• _Selected passage_
-- Begin --

Find The Others

I am continuously, consciously drawn to this comic and its message. Originally saw it years ago now. It conveys something that has long resonated with me, unconsciously so.

The full gravity of this concept of ‘others’ is powerful — it appeals to our individuality, to the sense of our own specialness. These others are rare, and therefore valuable, like we believe ourselves to be. Even if it’s not entirely true (maybe we aren’t that unique), we want to see ourselves as different. At the same time, we do not want to be the only one. There are others. They are out there. They await us. It is just up to you to find those nameless others like your own intrinsic, seemingly unique secret self, the someones who wants more out of all this, this existence. A true kindred spirit.

It did not dawn on me until later in life, college even, that this was sincerely important, perhaps the most important thing I needed to pursue (even if I had no idea how to go about it). A true form of companionship borne out of an existential necessity I could feel but could hardly grasp or articulate. Someone I might be able to effectively communicate with. What a person to behold. If only they might come into being in a time and place where I could know them.

Leary’s quote, paired with the above comic, conveys the sentiment quite well.

This feeling, this restless longing for an unfelt personage as of yet unconceived and entirely unmet. For me, it was there long before the articulation and has remained long after the realization. I think this feeling is natural, perhaps intrinsic to our natures as human beings. It is this: a yearning to meet someone like your own self, a peer to relate to on a level deeper than you have yet known. To know some person who gets it the same way I do.

The truth is that it may not be possible; paradoxically, that is what makes it so crucial. Someone like me, not necessarily in personality, aptitudes, even style of thinking — just someone who… someone who feels the same way about all this as I do. It is a blessing to believe there is a ‘someone’ wielding the same sort of striving silent storm for more. A someone, this other, certainly feels as though all of this is either wrong or not enough or worthy of being changed. The person may exhibit it only some of the time, with some degree, in some situations. But it’s there. Just like it’s only sometimes there with our own self. It’s a strange thing, a nearly inarticulate desire which may not be capable of being spoken about, ever. Such a grave limitation does not negate the feeling, of course.

-- End --

• _Extracted information_
-- Begin --

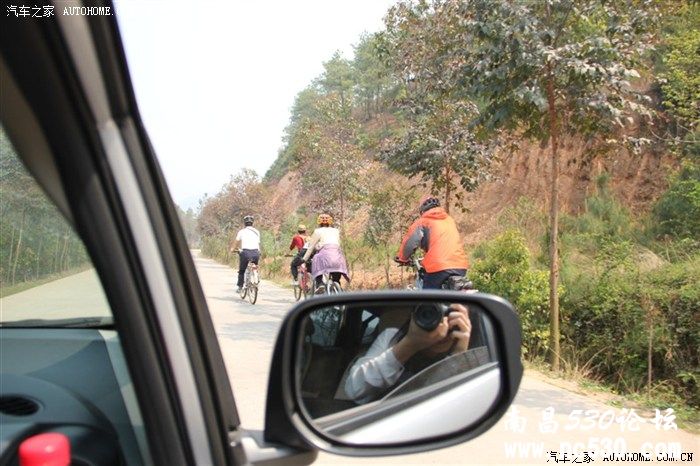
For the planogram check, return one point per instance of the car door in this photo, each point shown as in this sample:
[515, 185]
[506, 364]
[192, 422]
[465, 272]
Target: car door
[68, 107]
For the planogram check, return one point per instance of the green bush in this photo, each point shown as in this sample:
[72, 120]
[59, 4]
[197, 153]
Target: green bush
[613, 306]
[503, 268]
[677, 212]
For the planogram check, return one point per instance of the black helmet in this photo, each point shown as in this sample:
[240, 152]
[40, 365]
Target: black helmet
[428, 203]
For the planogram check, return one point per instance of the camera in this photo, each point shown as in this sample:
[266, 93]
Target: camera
[428, 315]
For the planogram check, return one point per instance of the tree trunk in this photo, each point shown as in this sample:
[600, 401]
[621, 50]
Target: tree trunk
[555, 353]
[448, 186]
[62, 261]
[387, 267]
[342, 211]
[650, 341]
[38, 258]
[56, 256]
[19, 246]
[9, 259]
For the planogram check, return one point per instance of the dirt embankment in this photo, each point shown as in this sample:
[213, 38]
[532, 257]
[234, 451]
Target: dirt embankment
[636, 180]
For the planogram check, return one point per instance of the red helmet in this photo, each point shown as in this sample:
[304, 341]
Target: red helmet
[324, 219]
[428, 202]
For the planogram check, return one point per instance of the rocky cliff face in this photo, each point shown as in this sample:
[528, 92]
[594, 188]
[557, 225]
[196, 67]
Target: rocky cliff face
[636, 180]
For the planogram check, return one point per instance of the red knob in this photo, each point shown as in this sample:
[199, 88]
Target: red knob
[50, 449]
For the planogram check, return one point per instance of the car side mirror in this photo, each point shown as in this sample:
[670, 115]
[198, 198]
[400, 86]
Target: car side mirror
[392, 372]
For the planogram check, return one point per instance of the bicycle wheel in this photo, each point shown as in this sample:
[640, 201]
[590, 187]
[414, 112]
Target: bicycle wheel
[253, 294]
[334, 288]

-- End --

• _Exercise requirements_
a: Answer these questions about the "Find The Others" essay:
(i) At what point in life did the writer come to see that this pursuit was important?
(ii) Whose quote does the writer pair with the comic?
(iii) What does the writer say makes this longing so crucial?
b: Continue the essay about finding the others from its last sentence.

• _Results in order_
a:
(i) Later in life, in college.
(ii) Leary's.
(iii) The fact that meeting such a person may not be possible.

b:
I think this strange brew of phenomena may have something to do with the depth in which we feel our own special, swirling sense of self, and the fact that it is never fully reciprocated in all of our communes with non-selves throughout our lives. We live most of our lives in our head, disciplining ourselves to some tune we can never quite discern. The tune is not our own. We cannot place its origin and yet we are beholden to it. The tune of culture, and of etiquette, and of the ethic of our time and place, it masters us. It is hard to get out of there, out of our self. But when we do, we are faced with the wide world of other faces and other difficulties and together, all their distressing and doubtful looks. And we have to try to relate. I think this may be the most challenging thing we are faced with.

~

Things are tough out here in this world: the one the non-others have fully programmed themselves to be blind to. This fragile and blunted existence full of dull automations and personal compromises; dream-sacrificing agism and stunted curiosities; the “be realistic”’s and ill-conceived, non-creative busy-bodying where we have thrown away growth from failure and risk-taking and the artistic ambitions of the common man in the place of pristine self-security in material objectives, non-contemplative status, hollow iconography, and all manner of incurious subroutines. We may hate all of this. If we can even step aside and observe it, we may decry it and try to change it. But we also hate feeling like an outsider. And we hate feeling like we don’t know where to go next. So we go along a path of less resistance, into perpetuity. (If we let it.)

As we grow older now, as we engage in this big program that is adult existence, we want something else, anything else. We wish to go away from this world we now understand. Reality isn’t enough; it is not what we thought it would be. So we keep moving around — mentally, physically, emotionally — trying to stake our claim upon some form of concrete non-suffering. We want contentment, but not boredom; we want fun, but not a struggle. We seek a hill worthy of dying upon, perhaps. We want a community – we want to be central, but we are also slow to embrace the real responsibility of leadership. We might try to create a world for our self, and for the absent, dreamt-of others. We create our own reality and await them. We think it can be better, so it must be, eventually. We just need time. We just need fulfillment. And this might be found in these others, wherever they may be.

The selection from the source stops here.